- TEXT PROVIDED -
──────────

Demystifying Mindfulness: Definitions

This blog is the first in a series I’m going to call “Demystifying Mindfulness.” I’m hoping I can help us all understand a little bit more about the practice of mindfulness, how it can be helpful and how we can integrate it into our lives.

I’m going on this journey with you. I’ll try different things too. I’ll tell you what I liked and what I didn’t. I hope you will feel comfortable sharing your own tips, strategies and even your challenges at incorporating mindfulness into your own lives.

Full disclosure: I’m not sure about all this mindfulness stuff. I haven’t been particularly successful employing mindfulness techniques into my own life. But, in every article I read about coping with anxiety and depression, one of the techniques that is mentioned is “practice mindfulness.” I felt like I needed to understand more about how I could practice mindfulness in my life in a way that was meaningful and useful.

──────────

- PROVIDED DATA -
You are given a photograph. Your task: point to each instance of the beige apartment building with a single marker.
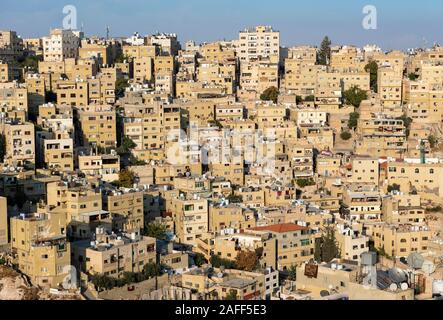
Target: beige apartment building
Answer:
(362, 205)
(400, 240)
(328, 90)
(4, 228)
(106, 167)
(216, 52)
(300, 77)
(73, 93)
(342, 279)
(403, 209)
(424, 102)
(295, 244)
(345, 58)
(20, 144)
(13, 97)
(258, 42)
(143, 70)
(258, 75)
(139, 51)
(5, 72)
(127, 206)
(152, 128)
(43, 252)
(59, 154)
(381, 137)
(228, 217)
(74, 200)
(328, 165)
(190, 219)
(11, 45)
(98, 126)
(352, 243)
(112, 255)
(424, 178)
(365, 170)
(60, 44)
(35, 84)
(101, 51)
(389, 83)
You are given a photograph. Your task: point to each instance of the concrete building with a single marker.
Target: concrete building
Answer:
(60, 44)
(258, 42)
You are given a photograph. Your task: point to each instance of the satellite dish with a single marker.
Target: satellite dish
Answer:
(393, 287)
(415, 261)
(324, 293)
(397, 275)
(428, 267)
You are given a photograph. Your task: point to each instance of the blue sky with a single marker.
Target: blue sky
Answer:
(401, 23)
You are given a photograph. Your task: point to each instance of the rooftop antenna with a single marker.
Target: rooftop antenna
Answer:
(423, 152)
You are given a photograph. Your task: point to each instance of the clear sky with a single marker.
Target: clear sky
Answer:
(401, 23)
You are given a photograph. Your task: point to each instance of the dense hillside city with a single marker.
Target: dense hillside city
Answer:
(145, 168)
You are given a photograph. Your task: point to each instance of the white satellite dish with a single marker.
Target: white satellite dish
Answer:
(404, 286)
(393, 287)
(415, 261)
(428, 267)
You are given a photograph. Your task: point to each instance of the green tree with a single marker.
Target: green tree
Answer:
(231, 296)
(247, 261)
(303, 183)
(292, 273)
(156, 230)
(199, 259)
(29, 63)
(324, 54)
(121, 58)
(2, 147)
(298, 99)
(310, 98)
(354, 96)
(407, 121)
(120, 86)
(235, 198)
(270, 94)
(134, 161)
(328, 247)
(433, 141)
(394, 187)
(50, 96)
(126, 179)
(372, 68)
(412, 76)
(353, 120)
(217, 262)
(151, 270)
(346, 135)
(317, 250)
(126, 146)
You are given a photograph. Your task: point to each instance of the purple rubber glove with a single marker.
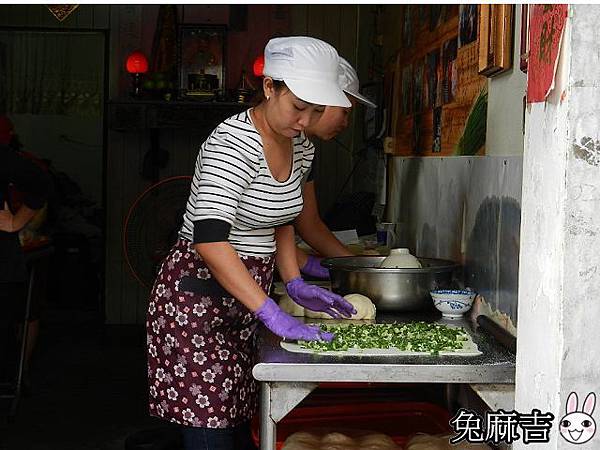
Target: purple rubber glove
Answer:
(318, 299)
(314, 268)
(284, 325)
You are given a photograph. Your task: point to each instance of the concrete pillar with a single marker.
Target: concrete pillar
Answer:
(559, 292)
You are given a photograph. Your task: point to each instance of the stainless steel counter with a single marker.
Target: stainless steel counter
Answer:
(289, 377)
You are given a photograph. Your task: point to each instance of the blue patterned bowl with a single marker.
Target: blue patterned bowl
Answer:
(453, 303)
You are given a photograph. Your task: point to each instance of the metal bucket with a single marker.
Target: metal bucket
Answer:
(398, 290)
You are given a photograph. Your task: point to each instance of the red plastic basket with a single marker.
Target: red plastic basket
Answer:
(399, 420)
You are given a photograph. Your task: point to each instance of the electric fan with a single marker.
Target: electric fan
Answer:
(152, 224)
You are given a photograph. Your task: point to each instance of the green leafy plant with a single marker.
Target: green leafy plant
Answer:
(473, 137)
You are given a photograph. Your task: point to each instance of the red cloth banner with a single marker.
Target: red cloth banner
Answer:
(546, 26)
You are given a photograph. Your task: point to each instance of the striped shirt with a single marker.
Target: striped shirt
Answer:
(232, 184)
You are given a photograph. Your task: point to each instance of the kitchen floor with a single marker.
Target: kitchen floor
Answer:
(88, 387)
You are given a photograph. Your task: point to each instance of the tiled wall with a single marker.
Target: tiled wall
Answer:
(466, 209)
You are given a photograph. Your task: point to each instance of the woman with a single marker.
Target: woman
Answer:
(22, 174)
(211, 290)
(309, 224)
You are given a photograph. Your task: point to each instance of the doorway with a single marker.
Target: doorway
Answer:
(53, 87)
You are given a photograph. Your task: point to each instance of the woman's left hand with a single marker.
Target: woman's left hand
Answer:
(314, 268)
(6, 219)
(318, 299)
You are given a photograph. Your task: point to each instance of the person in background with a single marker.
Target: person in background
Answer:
(211, 291)
(34, 184)
(309, 224)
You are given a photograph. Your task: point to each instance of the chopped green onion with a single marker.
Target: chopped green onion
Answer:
(414, 337)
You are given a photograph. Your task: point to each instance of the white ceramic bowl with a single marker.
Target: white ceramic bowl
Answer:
(453, 303)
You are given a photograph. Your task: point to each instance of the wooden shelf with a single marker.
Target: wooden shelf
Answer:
(131, 115)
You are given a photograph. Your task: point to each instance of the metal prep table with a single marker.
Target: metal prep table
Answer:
(287, 378)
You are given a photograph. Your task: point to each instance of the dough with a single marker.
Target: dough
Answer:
(377, 441)
(365, 309)
(290, 306)
(339, 441)
(429, 442)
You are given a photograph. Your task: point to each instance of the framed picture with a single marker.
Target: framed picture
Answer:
(467, 24)
(201, 60)
(495, 38)
(524, 37)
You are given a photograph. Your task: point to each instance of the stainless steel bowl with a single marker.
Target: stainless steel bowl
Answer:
(396, 290)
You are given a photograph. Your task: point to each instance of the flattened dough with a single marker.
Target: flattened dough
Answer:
(290, 306)
(365, 309)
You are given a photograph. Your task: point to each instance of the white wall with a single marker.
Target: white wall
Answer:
(505, 104)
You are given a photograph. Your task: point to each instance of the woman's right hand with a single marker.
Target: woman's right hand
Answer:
(286, 326)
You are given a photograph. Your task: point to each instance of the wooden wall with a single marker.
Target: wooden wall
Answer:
(412, 128)
(85, 16)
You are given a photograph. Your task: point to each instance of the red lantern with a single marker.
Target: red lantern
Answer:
(137, 63)
(259, 66)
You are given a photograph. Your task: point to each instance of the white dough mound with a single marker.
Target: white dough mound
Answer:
(365, 309)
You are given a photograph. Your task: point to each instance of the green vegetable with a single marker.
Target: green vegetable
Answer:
(473, 137)
(416, 337)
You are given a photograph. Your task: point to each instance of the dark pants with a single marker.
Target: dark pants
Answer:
(238, 438)
(12, 306)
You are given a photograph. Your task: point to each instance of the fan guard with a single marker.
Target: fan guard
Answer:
(152, 224)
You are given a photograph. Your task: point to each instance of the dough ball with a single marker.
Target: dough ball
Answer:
(337, 439)
(301, 441)
(365, 309)
(377, 441)
(337, 447)
(316, 314)
(290, 306)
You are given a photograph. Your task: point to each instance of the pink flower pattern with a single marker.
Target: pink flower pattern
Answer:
(201, 347)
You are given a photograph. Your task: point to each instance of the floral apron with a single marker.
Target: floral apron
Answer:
(201, 346)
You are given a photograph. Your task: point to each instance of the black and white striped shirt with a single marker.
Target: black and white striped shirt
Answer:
(233, 187)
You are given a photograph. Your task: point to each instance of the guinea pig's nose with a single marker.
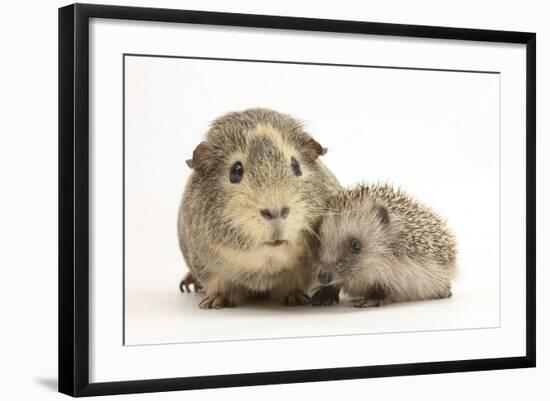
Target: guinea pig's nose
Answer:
(325, 277)
(270, 214)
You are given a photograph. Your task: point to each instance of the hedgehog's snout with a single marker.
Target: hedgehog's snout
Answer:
(325, 277)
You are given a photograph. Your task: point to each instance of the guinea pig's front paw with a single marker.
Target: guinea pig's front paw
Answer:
(368, 302)
(296, 298)
(326, 296)
(216, 301)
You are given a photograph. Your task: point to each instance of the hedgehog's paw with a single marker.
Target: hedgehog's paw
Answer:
(216, 301)
(368, 302)
(296, 298)
(188, 281)
(326, 296)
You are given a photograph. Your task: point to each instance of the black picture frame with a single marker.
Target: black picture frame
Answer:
(74, 198)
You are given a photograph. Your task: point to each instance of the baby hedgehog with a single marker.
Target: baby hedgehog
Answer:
(379, 246)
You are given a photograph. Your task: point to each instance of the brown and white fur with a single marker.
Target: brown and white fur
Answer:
(379, 246)
(252, 233)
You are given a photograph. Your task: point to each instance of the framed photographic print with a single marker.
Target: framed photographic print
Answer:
(251, 199)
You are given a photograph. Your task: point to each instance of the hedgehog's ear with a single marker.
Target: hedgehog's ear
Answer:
(314, 148)
(382, 215)
(200, 156)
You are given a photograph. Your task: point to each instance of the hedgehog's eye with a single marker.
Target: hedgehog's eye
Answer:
(236, 173)
(355, 246)
(295, 166)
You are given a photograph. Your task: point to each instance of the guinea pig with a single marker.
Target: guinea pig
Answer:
(379, 246)
(251, 207)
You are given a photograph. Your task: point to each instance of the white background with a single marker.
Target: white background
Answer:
(29, 171)
(434, 133)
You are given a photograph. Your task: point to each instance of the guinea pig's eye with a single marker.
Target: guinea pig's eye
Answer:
(295, 166)
(236, 173)
(355, 246)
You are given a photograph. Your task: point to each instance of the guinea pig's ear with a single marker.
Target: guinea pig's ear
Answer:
(200, 156)
(314, 148)
(382, 215)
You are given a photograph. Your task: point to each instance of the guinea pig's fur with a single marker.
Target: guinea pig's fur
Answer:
(251, 207)
(380, 246)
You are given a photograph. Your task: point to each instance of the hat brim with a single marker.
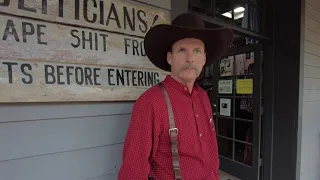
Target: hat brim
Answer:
(160, 38)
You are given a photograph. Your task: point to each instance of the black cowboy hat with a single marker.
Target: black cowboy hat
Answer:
(159, 39)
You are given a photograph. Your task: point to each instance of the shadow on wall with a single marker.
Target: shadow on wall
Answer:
(318, 158)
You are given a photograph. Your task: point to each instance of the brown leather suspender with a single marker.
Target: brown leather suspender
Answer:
(173, 133)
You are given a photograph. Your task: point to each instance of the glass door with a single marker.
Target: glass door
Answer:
(236, 102)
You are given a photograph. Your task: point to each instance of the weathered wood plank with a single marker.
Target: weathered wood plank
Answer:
(314, 4)
(312, 12)
(166, 4)
(47, 82)
(312, 48)
(311, 95)
(120, 16)
(311, 60)
(51, 62)
(311, 83)
(311, 72)
(73, 165)
(312, 24)
(312, 36)
(54, 136)
(21, 112)
(30, 40)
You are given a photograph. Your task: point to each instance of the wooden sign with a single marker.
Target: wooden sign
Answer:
(68, 51)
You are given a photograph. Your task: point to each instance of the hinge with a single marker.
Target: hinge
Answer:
(260, 162)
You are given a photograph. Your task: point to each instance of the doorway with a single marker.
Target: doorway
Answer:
(234, 86)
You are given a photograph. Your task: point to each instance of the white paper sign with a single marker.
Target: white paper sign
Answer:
(225, 86)
(225, 107)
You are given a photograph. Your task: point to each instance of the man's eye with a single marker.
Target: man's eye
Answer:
(181, 50)
(198, 51)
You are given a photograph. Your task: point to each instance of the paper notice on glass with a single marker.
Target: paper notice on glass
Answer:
(244, 86)
(225, 86)
(225, 107)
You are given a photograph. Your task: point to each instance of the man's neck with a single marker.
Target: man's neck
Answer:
(189, 84)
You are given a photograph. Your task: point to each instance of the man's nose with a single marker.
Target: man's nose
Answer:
(189, 57)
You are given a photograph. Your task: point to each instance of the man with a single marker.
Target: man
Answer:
(183, 48)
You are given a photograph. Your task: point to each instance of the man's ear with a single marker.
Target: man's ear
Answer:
(169, 58)
(205, 59)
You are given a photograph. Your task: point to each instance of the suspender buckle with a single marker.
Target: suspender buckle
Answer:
(173, 130)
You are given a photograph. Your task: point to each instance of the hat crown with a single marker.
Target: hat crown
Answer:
(188, 20)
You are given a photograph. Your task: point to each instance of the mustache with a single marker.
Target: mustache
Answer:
(189, 66)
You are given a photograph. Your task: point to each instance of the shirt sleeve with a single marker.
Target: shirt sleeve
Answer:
(138, 145)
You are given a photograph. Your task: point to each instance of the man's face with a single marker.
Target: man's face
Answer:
(187, 59)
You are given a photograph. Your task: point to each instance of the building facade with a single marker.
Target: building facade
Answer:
(52, 130)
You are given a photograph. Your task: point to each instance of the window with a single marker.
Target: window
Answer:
(242, 13)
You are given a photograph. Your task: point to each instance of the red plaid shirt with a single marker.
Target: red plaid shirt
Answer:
(147, 145)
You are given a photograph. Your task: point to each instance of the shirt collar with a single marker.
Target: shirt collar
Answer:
(172, 83)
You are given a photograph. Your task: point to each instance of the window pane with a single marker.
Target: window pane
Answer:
(225, 127)
(243, 153)
(203, 6)
(243, 131)
(244, 108)
(225, 147)
(225, 107)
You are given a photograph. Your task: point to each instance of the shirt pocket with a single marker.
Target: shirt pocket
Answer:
(212, 126)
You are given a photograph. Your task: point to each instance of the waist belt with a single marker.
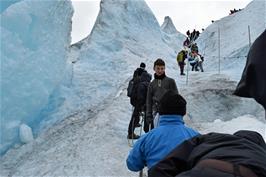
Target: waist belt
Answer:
(227, 167)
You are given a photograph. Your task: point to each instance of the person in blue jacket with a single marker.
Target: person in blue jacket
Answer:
(157, 143)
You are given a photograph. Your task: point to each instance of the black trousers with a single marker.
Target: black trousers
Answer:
(134, 120)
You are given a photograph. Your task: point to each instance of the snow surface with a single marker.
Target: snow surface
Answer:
(35, 36)
(91, 139)
(171, 36)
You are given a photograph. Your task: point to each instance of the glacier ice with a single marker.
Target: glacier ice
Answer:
(35, 36)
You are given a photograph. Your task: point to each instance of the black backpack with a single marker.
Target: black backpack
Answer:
(130, 87)
(134, 93)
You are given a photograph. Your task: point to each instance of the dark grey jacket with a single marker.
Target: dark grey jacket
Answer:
(155, 90)
(244, 147)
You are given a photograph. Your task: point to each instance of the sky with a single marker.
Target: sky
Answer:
(186, 15)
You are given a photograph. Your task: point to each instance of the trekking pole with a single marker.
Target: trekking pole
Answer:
(219, 51)
(187, 72)
(249, 39)
(141, 171)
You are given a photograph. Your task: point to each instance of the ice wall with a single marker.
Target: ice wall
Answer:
(35, 36)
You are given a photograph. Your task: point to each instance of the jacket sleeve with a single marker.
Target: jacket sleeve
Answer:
(136, 158)
(176, 161)
(149, 101)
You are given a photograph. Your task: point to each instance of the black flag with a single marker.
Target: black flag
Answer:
(253, 81)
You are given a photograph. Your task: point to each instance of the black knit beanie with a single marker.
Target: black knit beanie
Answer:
(142, 65)
(172, 103)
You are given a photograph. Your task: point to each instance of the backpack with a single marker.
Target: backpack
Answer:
(179, 57)
(130, 87)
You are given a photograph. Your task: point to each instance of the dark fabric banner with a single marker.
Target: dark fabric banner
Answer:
(253, 81)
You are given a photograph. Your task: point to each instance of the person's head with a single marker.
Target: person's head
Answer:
(142, 65)
(159, 67)
(171, 103)
(253, 136)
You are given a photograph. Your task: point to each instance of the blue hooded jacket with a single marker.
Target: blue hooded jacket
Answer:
(156, 144)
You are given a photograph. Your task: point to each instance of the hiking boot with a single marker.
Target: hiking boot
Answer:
(138, 125)
(132, 136)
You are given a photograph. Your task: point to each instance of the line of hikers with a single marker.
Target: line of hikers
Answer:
(172, 149)
(194, 58)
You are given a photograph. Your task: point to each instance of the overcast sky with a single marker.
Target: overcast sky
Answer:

──────────

- TASK DESCRIPTION -
Go on with the blog post introducing the "Demystifying Mindfulness" series, picking up after its final sentence. The listing has no connection to the blog post on mindfulness.

- TASK RESULT -
So, I think it’s important to unpack what mindfulness is. A simple google search of “what is mindfulness” generated 153,000,000 results. Here are a select few:


“Mindfulness is the basic human ability to be fully present, aware of where we are and what we’re doing, and not overly reactive or overwhelmed by what’s going on around us.”


“Mindfulness is a state of active, open attention on the present. When you’re mindful, you carefully observe your thoughts and feelings without judging them good or bad. Instead of letting your life pass you by, mindfulness means living in the moment and awakening to your current experience, rather than dwelling on the past or anticipating the future.”


“Mindfulness means maintaining a moment-by-moment awareness of our thoughts, feelings, bodily sensations, and surrounding environment, through a gentle, nurturing lens. Mindfulness also involves acceptance, meaning that we pay attention to our thoughts and feelings without judging them—without believing, for instance, that there’s a “right” or “wrong” way to think or feel in a given moment. When we practice mindfulness, our thoughts tune into what we’re sensing in the present moment rather than rehashing the past or imagining the future.”

In 2004, a group of clinical psychologists proposed the following operational definition of mindfulness as:

“Mindfulness is the self-regulation of attention with an attitude of curiosity, openness, and acceptance (Bishop, S.R.,, 2004).”

All I have to say is, “huh?”

So, let’s agree that the first thing we need to do is have a knowledge of these “book” definitions of mindfulness, we also need to be mindful that these definitions may be:

  • Hard to achieve.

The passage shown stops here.